Records from a data collection:
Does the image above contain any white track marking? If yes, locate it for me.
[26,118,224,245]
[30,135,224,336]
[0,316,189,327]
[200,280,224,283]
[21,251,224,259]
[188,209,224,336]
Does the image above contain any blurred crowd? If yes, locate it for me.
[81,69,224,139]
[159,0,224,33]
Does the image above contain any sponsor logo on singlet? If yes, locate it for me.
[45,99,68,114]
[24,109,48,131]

==

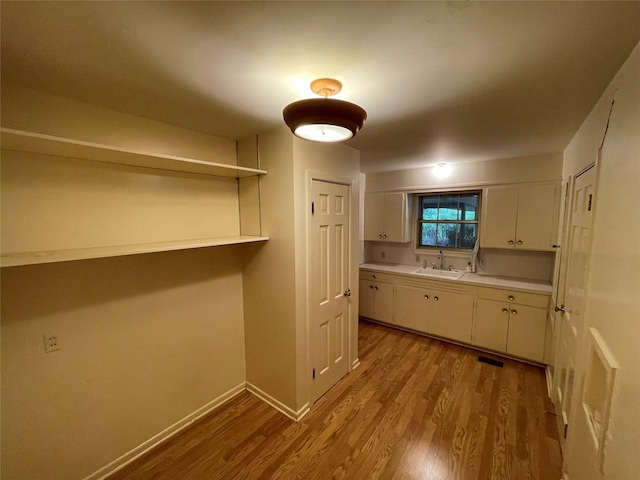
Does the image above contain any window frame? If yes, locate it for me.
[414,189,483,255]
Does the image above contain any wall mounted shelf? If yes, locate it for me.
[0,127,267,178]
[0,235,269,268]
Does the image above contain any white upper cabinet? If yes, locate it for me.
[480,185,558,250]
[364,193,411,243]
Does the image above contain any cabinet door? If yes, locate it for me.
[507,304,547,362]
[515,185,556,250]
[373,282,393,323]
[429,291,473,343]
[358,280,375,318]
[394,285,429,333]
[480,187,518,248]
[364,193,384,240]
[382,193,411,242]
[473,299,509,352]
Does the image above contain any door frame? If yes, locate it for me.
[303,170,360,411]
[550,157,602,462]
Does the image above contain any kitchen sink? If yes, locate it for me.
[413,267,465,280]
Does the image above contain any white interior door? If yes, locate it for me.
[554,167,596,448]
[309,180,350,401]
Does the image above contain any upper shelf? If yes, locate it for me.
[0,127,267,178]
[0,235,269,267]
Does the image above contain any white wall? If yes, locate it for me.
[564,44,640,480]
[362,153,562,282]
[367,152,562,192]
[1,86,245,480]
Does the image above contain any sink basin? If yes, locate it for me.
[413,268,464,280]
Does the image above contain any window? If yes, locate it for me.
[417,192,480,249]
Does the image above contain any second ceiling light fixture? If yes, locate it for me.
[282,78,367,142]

- WORK REQUIRED
In the entries above, put every line from the one containing "Does the image above contain any white track" through the one containing "[159,0,224,33]", both included, into a Markdown table with the columns Row and Line. Number the rows in order and leave out blank lines.

- EXPECTED OUTPUT
| Row | Line |
|---|---|
| 1 | Does the image above contain any white track marking? If yes, locate it for me. |
| 2 | [26,118,224,245] |
| 3 | [30,135,224,336] |
| 4 | [0,316,189,327] |
| 5 | [200,280,224,283] |
| 6 | [21,251,224,259] |
| 7 | [188,209,224,336] |
| 8 | Does the image above contain any blurred crowd? If yes, locate it for me. |
| 9 | [81,69,224,139] |
| 10 | [159,0,224,33] |